__The problem__.
Show every line of the entries below that contains the word "sleeve". Copy each line in full.

—————

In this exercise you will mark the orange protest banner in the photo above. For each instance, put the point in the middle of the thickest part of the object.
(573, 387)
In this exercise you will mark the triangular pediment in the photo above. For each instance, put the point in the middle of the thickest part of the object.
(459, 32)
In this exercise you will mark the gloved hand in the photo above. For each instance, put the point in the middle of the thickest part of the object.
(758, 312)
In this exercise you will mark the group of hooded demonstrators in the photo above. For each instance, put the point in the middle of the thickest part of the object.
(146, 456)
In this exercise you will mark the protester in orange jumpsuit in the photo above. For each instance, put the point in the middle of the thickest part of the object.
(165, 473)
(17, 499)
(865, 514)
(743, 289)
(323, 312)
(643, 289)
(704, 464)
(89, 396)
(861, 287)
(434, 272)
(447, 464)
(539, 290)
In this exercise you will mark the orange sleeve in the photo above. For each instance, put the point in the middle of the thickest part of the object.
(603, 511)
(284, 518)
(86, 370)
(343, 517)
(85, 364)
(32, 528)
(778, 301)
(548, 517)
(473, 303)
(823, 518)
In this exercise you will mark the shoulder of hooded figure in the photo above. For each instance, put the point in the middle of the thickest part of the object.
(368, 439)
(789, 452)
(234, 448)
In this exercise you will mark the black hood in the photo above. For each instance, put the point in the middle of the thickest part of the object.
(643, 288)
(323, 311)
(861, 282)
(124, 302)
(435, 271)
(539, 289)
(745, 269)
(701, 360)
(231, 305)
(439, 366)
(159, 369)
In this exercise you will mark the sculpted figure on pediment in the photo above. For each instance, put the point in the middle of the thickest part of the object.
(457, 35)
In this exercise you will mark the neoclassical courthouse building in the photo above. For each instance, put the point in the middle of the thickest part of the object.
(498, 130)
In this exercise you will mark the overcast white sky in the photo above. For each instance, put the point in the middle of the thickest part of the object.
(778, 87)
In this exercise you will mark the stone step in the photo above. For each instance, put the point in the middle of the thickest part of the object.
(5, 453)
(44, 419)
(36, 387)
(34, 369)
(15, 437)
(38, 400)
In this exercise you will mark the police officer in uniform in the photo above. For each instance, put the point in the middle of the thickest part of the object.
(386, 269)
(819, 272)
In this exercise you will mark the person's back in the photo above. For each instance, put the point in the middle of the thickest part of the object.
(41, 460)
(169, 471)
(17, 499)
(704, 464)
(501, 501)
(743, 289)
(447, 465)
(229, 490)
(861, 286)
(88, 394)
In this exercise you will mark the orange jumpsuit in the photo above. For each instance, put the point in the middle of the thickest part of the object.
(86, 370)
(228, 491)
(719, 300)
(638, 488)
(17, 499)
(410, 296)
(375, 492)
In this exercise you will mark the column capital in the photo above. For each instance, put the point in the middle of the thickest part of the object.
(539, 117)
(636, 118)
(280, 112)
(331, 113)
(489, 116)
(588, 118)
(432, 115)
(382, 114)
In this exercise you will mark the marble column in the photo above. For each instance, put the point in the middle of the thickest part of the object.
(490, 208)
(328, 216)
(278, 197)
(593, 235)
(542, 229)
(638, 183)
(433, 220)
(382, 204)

—————

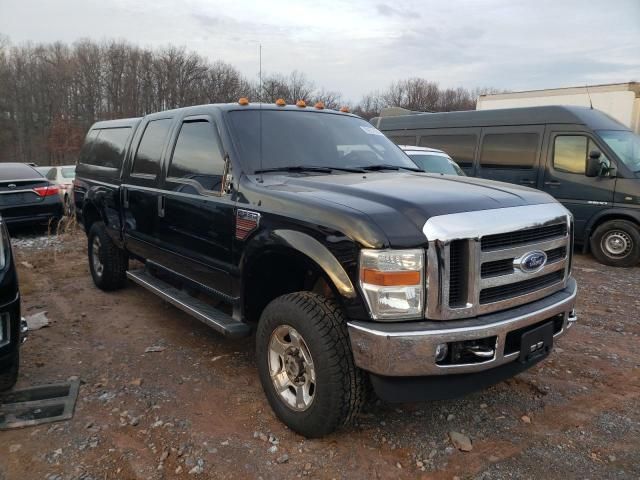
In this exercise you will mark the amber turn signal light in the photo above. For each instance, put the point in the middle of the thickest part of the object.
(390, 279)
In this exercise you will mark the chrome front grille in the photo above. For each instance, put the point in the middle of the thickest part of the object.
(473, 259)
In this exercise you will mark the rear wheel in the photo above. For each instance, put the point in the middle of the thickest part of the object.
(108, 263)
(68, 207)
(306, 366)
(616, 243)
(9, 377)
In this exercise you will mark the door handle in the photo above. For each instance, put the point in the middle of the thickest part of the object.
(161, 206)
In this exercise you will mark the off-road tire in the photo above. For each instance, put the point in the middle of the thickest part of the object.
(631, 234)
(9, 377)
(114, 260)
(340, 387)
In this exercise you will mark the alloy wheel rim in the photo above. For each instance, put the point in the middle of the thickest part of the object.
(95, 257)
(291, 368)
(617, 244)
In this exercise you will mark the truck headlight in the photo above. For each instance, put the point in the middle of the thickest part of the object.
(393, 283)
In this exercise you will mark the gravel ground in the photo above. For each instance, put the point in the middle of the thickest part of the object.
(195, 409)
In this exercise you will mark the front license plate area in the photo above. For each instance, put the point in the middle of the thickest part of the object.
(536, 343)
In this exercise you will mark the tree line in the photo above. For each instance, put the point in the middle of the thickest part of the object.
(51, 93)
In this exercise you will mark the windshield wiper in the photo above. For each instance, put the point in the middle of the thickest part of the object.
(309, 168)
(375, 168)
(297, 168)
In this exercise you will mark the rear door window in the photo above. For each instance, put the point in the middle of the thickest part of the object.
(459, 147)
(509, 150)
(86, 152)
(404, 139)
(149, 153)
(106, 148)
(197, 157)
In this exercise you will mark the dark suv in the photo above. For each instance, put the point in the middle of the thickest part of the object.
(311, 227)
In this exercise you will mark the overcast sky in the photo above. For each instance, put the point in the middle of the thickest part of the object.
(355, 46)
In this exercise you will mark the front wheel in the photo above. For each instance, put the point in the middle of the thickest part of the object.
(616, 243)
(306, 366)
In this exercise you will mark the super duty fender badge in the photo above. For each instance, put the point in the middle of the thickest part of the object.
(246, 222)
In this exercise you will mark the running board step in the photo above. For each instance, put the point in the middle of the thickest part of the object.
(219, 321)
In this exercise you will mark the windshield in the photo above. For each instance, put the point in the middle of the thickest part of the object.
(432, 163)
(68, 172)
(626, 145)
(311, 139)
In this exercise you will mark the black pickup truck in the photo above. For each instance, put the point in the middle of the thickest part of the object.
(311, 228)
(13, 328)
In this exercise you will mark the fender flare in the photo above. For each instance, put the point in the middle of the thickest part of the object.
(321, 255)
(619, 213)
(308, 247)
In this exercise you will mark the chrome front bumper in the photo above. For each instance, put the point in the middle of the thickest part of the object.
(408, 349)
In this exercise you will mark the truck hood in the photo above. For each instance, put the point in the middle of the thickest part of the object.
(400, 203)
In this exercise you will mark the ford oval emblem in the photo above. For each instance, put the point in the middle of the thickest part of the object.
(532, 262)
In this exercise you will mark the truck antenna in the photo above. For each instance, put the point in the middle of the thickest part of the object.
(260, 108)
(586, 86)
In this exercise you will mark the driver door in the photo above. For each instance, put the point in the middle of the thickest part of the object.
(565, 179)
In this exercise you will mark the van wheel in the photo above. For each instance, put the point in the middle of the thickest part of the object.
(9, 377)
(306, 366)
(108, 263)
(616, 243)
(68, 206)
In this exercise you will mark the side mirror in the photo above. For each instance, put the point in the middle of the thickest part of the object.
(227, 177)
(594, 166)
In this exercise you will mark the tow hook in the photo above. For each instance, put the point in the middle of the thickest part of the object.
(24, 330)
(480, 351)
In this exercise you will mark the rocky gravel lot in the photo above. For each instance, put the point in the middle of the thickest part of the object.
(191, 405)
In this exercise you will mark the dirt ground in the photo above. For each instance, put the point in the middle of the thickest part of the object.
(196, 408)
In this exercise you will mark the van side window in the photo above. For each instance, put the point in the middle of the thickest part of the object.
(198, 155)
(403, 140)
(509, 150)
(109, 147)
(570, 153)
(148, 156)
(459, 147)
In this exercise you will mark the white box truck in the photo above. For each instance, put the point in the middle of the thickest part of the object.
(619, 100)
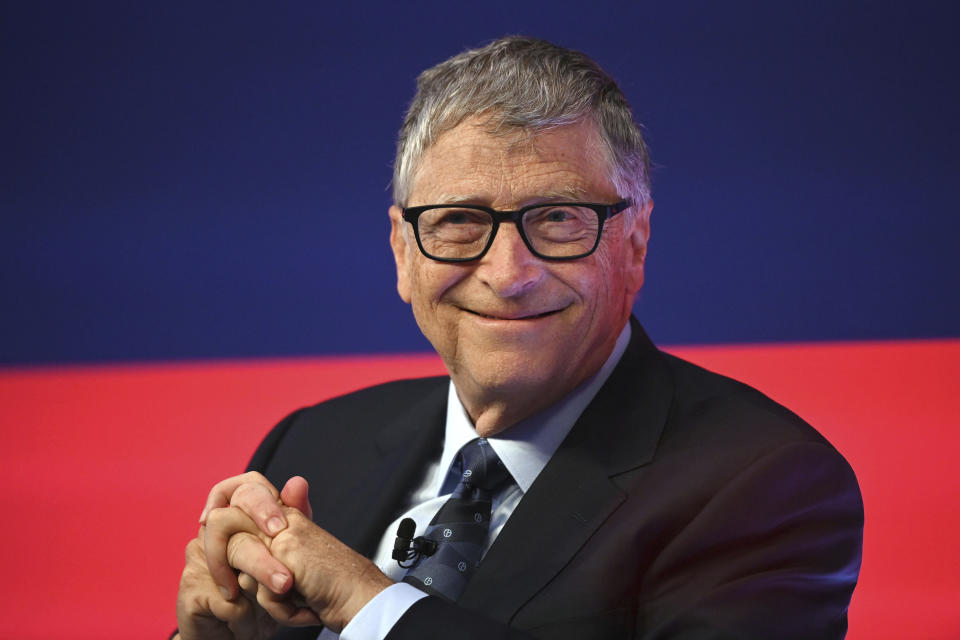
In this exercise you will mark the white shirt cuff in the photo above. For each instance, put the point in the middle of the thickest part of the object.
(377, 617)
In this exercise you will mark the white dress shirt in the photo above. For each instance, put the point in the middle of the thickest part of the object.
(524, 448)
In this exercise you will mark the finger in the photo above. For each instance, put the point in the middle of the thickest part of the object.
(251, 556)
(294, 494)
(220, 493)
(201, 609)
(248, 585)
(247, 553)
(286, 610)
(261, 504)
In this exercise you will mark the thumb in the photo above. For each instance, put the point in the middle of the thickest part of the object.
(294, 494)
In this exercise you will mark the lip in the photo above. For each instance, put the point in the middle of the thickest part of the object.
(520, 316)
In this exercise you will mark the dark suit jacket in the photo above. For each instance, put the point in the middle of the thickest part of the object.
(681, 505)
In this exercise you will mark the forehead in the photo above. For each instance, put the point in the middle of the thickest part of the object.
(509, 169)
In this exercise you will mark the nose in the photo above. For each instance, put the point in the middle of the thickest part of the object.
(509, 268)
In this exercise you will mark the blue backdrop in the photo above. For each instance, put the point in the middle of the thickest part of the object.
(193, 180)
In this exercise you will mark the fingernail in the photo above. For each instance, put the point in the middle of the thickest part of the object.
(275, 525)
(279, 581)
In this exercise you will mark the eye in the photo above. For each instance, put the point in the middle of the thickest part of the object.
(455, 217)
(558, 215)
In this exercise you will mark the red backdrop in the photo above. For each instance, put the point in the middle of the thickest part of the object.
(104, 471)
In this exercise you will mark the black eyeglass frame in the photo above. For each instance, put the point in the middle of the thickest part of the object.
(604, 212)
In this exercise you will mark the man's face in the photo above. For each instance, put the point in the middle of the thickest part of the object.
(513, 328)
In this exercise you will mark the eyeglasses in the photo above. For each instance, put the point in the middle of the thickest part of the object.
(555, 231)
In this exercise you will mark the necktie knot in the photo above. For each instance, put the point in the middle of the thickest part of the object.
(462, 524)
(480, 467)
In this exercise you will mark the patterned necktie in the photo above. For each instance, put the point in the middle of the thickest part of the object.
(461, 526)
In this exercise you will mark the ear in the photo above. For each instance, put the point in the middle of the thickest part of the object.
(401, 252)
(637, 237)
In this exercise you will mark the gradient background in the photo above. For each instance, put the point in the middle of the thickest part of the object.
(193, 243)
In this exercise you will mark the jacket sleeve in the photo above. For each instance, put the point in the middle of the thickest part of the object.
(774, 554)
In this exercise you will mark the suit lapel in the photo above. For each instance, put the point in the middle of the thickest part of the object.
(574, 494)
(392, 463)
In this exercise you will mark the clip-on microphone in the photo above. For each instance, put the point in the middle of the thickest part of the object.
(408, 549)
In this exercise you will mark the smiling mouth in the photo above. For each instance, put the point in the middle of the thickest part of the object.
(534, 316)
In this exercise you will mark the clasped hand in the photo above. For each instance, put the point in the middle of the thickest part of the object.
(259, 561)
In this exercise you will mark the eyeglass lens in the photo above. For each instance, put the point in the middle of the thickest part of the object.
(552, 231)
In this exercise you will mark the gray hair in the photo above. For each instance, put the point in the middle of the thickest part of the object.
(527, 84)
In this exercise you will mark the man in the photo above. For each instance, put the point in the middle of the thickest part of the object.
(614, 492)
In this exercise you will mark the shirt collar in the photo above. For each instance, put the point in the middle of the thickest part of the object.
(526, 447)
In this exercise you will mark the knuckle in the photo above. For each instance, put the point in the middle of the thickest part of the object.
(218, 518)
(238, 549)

—————

__Reply__.
In this exercise you will mark the orange sleeve in the photo above. For each instance, put the point in the middle of the thickest part of the object.
In this exercise you will mark the jacket sleeve in the photo above. For each instance, put the point in the middle of the thickest part of the object.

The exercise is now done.